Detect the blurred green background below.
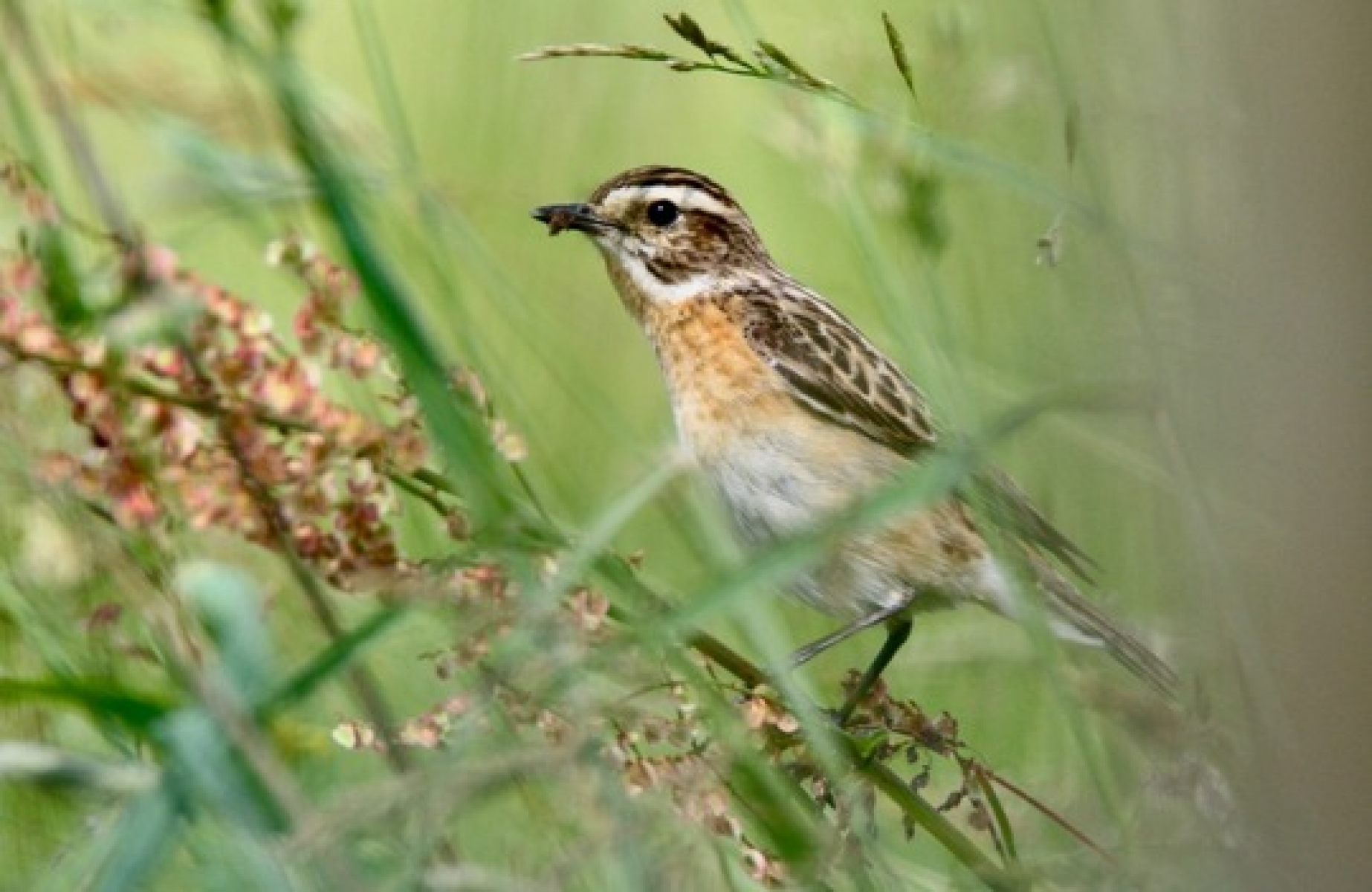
[0,0,1366,889]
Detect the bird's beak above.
[530,204,615,236]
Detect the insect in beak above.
[530,204,613,236]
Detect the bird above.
[531,165,1177,727]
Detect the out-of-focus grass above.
[0,0,1246,888]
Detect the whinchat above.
[532,166,1174,723]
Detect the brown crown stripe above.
[592,165,734,204]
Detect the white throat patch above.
[606,250,717,303]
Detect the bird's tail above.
[1029,555,1177,700]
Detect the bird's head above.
[532,167,772,310]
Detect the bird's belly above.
[702,428,913,619]
[699,425,988,619]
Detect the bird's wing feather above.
[742,287,936,456]
[742,285,1092,582]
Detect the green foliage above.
[0,0,1246,892]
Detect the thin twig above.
[183,350,410,774]
[4,0,138,251]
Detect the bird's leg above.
[834,613,913,728]
[790,604,907,668]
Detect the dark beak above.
[530,204,615,236]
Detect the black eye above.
[647,201,682,227]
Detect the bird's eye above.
[647,201,682,227]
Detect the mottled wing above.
[742,291,1092,582]
[742,285,934,456]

## Stated exercise
Shift every box coordinate in the records above by adding 72 to it. Then write out all the lines again, including the text lines as well as the boxes, and leave out the pictures.

## Task answer
Detect the blurred green background below.
[72,72,1438,961]
Detect the bird's beak above.
[602,276,687,308]
Detect the insect in beak above.
[602,276,685,308]
Detect the bird above.
[603,237,1249,799]
Detect the out-of-focus grass above.
[72,72,1318,960]
Detect the whinchat above.
[604,238,1246,795]
Detect the brown crown stripe above.
[664,237,806,276]
Detect the white throat patch above.
[678,322,789,375]
Detect the bird's tail above.
[1101,627,1249,772]
Detect the bird's head above.
[604,239,844,382]
Detect the bird's belly above.
[774,500,985,691]
[771,497,1060,691]
Detect the bird's wing feather above.
[814,359,1008,528]
[814,357,1164,654]
Detect the green foliage above.
[72,72,1318,964]
Detect the thin twig above.
[255,422,482,846]
[76,72,210,323]
Detect the bird's leg above.
[906,685,985,800]
[862,676,979,740]
Detect the dark beak above.
[602,276,687,308]
Detect the black eye above.
[719,273,754,299]
Detect the bird's eye above.
[719,273,754,299]
Detect the mottled wing above.
[814,363,1164,654]
[814,357,1006,528]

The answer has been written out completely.